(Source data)

****************************************

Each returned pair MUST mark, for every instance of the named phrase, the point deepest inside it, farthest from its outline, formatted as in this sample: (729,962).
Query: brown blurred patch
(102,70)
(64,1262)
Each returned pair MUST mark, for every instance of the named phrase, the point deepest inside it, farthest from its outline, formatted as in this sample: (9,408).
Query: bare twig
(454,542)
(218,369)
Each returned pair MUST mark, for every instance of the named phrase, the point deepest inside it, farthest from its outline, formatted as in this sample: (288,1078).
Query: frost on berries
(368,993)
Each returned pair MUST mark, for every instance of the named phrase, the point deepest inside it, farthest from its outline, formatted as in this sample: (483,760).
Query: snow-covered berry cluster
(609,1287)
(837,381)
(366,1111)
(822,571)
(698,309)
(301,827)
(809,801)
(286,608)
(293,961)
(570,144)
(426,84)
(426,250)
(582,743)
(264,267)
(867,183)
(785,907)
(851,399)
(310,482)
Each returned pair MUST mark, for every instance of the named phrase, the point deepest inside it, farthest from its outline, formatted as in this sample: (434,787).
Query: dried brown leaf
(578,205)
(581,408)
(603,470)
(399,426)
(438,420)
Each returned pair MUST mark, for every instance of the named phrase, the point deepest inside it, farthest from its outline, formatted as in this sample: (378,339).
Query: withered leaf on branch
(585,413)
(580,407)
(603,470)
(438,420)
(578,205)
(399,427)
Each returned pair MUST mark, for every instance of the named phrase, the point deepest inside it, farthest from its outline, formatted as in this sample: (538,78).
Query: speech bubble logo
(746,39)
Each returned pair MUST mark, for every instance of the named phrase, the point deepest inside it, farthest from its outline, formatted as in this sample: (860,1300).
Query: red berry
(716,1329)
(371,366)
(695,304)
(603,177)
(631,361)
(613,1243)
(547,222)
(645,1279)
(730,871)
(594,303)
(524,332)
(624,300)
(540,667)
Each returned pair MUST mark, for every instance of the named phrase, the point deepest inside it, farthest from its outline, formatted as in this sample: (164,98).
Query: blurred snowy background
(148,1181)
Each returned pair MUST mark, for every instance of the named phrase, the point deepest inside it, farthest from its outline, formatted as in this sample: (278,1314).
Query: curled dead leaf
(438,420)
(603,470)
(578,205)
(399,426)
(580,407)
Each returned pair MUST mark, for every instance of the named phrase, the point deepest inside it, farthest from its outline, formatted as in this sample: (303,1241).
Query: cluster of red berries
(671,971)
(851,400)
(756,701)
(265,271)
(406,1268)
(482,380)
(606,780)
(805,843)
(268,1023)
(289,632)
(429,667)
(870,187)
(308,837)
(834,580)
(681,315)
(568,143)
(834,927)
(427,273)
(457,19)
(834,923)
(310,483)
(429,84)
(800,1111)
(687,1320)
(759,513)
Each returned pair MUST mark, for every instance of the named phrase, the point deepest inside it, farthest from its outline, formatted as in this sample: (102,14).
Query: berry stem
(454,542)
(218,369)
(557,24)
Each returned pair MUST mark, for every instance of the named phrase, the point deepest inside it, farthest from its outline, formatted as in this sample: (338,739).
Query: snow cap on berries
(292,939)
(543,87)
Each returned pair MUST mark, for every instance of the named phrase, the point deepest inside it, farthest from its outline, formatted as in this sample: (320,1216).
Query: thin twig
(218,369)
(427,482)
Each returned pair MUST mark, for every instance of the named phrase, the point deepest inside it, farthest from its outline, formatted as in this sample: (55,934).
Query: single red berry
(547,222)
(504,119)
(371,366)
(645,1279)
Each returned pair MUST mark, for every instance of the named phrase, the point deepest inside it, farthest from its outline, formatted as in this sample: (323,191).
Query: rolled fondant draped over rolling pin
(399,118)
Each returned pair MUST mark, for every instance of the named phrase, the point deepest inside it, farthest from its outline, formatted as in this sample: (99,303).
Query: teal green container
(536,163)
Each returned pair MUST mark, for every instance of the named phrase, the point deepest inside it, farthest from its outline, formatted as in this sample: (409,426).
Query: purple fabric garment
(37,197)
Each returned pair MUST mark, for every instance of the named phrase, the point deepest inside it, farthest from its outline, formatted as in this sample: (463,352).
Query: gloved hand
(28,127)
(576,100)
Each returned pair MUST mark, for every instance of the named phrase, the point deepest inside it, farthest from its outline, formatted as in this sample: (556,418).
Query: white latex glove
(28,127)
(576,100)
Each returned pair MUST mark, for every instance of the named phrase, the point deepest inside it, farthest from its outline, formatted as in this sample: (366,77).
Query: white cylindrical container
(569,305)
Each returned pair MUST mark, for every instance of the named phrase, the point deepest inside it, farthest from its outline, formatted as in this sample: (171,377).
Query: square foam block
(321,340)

****************************************

(Aim): Reproduce the entire listing above verbatim, keeping every line unchanged.

(Result of the exercise):
Each returned pair MUST mark, for every instance of the named phrase, the point deepest inside it, farthest from its outline, formatted as in this sample: (729,962).
Query: brown blurred patch
(102,70)
(64,1262)
Each returned pair MUST mark, for every instance of the named phrase, the point deepest inside it, farthest from its outline, formatted as in this sample: (9,408).
Query: bare twig
(454,542)
(218,369)
Each returned pair MUST mark, for every instance of the named phrase, the point deepest inside it, farthest from its outline, formatted as in this sample: (288,1078).
Query: frost on berries
(368,993)
Each returned pair MUST mark, for every instance of the named phrase, the point deepest inside it, farthest from its outline, formatted as in this sample: (483,760).
Query: snow-covered berry cluster
(609,1287)
(837,381)
(366,1111)
(822,571)
(698,309)
(301,827)
(809,801)
(286,608)
(293,961)
(570,144)
(426,84)
(426,250)
(582,743)
(264,267)
(867,183)
(785,907)
(851,399)
(310,482)
Each returned pair MUST mark, for every instance of the named phrase, the point deepest inside it, farthest from its outline, formatted as in this sample: (434,787).
Query: dried brown leaf
(578,205)
(581,408)
(603,470)
(399,426)
(438,420)
Each returned pair MUST mark, for every instance of the named phrase, the point deepest inside it, farthest from its outline, formatted as in this sample: (378,339).
Query: withered leaf on branch
(585,413)
(580,407)
(603,470)
(438,420)
(578,205)
(399,427)
Each returned pair MUST mark, for every instance of the named phrase, the point deepest inside it, farthest from its outline, formatted as in this sample: (538,78).
Query: speech bubble logo
(746,39)
Each returned pair MUST mark, for every instance of the named phrase, the point deepest inside it, farthest from its outline, formatted as in this sample: (860,1300).
Query: red berry
(716,1329)
(371,366)
(695,304)
(603,177)
(631,361)
(613,1243)
(547,222)
(645,1279)
(730,871)
(594,303)
(524,332)
(624,300)
(540,667)
Each returned pair MUST mark, for every instance of the named phrase, the point deepest inside it, farthest from its outline, formatted as in this sample: (164,98).
Query: blurred snowy background
(148,1181)
Each returned pair MUST mark, for every instance of the named phrase, the point deepest inside it, farthest from its outline, formatted as in this sample: (278,1314).
Query: curled dead leaf
(438,420)
(603,470)
(578,205)
(399,426)
(580,407)
Each returned pair MUST mark, for every instance of the named phrase, the point deepest inside it, farthest from its outline, formatted as in this sample: (303,1241).
Query: cluster of red berries
(671,971)
(851,400)
(756,701)
(265,271)
(406,1268)
(482,380)
(606,780)
(805,843)
(268,1023)
(289,632)
(429,667)
(870,187)
(308,837)
(834,580)
(681,315)
(568,143)
(834,927)
(427,273)
(457,19)
(834,923)
(310,483)
(429,84)
(800,1111)
(687,1320)
(759,513)
Each returned pair MUST mark, for every instance of the named phrase, the point deepest inside it, farthest from its outline, formatted as in this sample: (102,14).
Query: berry stem
(454,542)
(218,369)
(557,24)
Each returned pair MUST mark, for every instance of the named phrase, the point deepest inside it, farthest from its outline, formatted as in this sample: (338,739).
Query: snow cap on berries
(292,939)
(543,87)
Each returned pair MUST mark, for every instance of the named phrase, the point deepest inside it, farthest from its outline, formatted as in this sample: (320,1216).
Query: thin twig
(218,369)
(427,482)
Each returned pair MUST mark, for every instance of the named phrase, the point deepest inside it, farthest from its outline, formatted as in this sample: (55,934).
Query: single red berry
(547,222)
(504,119)
(371,366)
(645,1279)
Each returned pair MUST mark, for every instance of the named phrase, the point deepest inside it, farthest from its outline, formatted as in this sample: (323,191).
Query: rolled fondant draped over rolling pin
(399,118)
Each returned pair MUST mark, for every instance of the named phrase, the point deepest inside it, farthest from its outline, formatted as in this sample: (99,303).
Query: teal green container
(536,163)
Each returned pair MUST mark, for every instance of the named phrase, the point deepest inside it, farthest from its outline, formatted as in this sample: (409,426).
Query: purple fabric garment
(37,197)
Each returned pair MUST mark, for every instance of the named phrase, the point deepest inside it, farthest from its outline, formatted as in this sample: (463,352).
Query: gloved hand
(28,127)
(576,100)
Each returned pair MUST mark, for every instance of the named phrase, the point deepest inside it, farthest from its outline, formatted as in this sample: (556,418).
Query: white latex glove
(28,127)
(576,100)
Each returned pair MUST mark, for every instance of the named phrase, the point deepest inside it, farthest from its outline, formatted as in this sample: (366,77).
Query: white cylindrical container
(569,305)
Each returned pair MUST mark, for every instance of the named phrase, the point deepest inside it, farthest from its outline, formatted as in this sample: (171,377).
Query: square foam block
(321,340)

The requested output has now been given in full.